Ahora no estoy en el departamento de Villa 9 de Julio donde me crié, estoy en la playa de Copacabana, en la fila más larga y divertida que hice en toda mi vida; la fila en cuyo extremo está el ingreso al Fan Fest de Río de Janeiro donde miles de hinchas de todo el mundo verán el partido inaugural del mundial, el que jugarán en unas horas Brasil y Croacia. Arriba de mi cabeza el sol brilla insistente, justo por arriba de las montañas que rodean al mar. De fondo, hay una música que se repite una y otra vez: pepepepe pepepé pé. Hay ganas de bailar y camisetas de todos los colores: la mayoría amarillas con un diez y el nombre de Neymar Junior. También abundan las celestes y blancas de los que hoy son Messi. Pero yo soy Maradona, el del Nápoli, en la casaca que mi amigo Bruno me pidió que trajera para que él también estuviera acá. Y seguro que está cuando se las muestro a unos ingleses rubios y gordos que toman cervezas en un barcito al costado de la fila. Mi arenga los ha aguijoneado, les ha tocado una herida vieja y no del todo curada porque me responden con un canto que suena ingulan, ingulan, ingulan. A mis costados desfilan rubias, morochas, mulatas, vendedores de caipiriña, de cervezas. De pronto, un grupo de hinchas argentinos se amontonan, se aprietan, cantan y gritan cuando ven una cámara y a un periodista del canal de deportes TyC Sports. Parecen un pequeño y ruidoso cardumen de pirañas tras una pieza. Todos quieren estar, que del otro lado donde están sus vecinos y amigos los vean y mandarles un abrazo que viaje por la pantalla.
----
■ Desafíos
1. Enumera los futbolistas que aparecen nombrados en el relato.
2. Prosigue el relato de la fila en Copacabana a partir de su última oración.
----
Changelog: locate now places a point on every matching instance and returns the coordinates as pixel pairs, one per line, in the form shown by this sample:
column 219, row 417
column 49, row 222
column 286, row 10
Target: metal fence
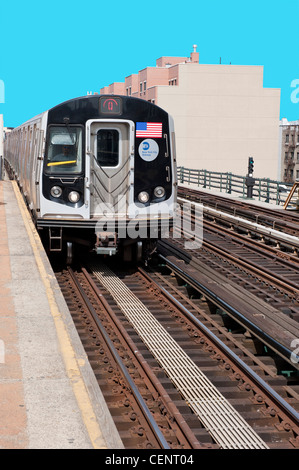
----
■ Respuestas
1. Neymar Junior, Messi, Maradona

2.
Ahora, de pronto, unas corridas y la fila se desarma. Todos corren rumbo al arco de entrada al Fan Fest. Yo también meto un pique a lo Burruchaga en la final del 86 pero en la arena se me hace difícil. Llego agitado al medio de una muchedumbre desordenada que pugna por entrar al lugar donde los sponsors de la Copa del mundo ofrecen su show y sus productos. Pero nadie logra avanzar de su sitio. Están ahí todos apiñados preguntándose qué hacer. Si pechar, esperar o qué. Lo cierto es que nos aburrimos todos en esa laguna humana estancada en la arena. Con Pedro, Pato y los colorados decidimos no esperar más y nos vamos de ahí con dirección a las olas. En el camino me cruzo con el profe Aimar, el técnico que sale en la televisión explicando tácticas y estrategias dibujadas en un pizarrón. Esta vez parece desconcertado, no hay dibujo táctico que lo haga zafar del aprieto. Lo saludo apurado porque necesito evacuar varias cervezas. Pero los baños están del otro lado de la valla que separa el show del merchandising, de las olas.
Ni yo ni los otros la pensamos demasiado. Dejamos mochila, zapatillas, camisetas y billeteras en la arena y nos metemos en el agua. Yo espero la impunidad de una ola que me tape la cintura y entonces, como hace 22 años, repito el gesto, y la sensación de satisfacción húmeda y cálida vuelve como en aquel verano en Mar del Plata. Al rato estoy rodeado de amigos en boxer que se zambullen en la espuma. Todos con la mejor sonrisa que pueda imaginar dibujada en el rostro. No les importa ni la pantalla gigante, ni todo lo que tienen para venderles en el Fan Fest. Ellos también ahora son niños y están jugando. Porque el fútbol, en el fondo, no es más que eso, un juego. No un mercado de productos ni garabatos en una pizarra. El fútbol es un juego y esto que estamos viviendo, la travesura más grande del mundo.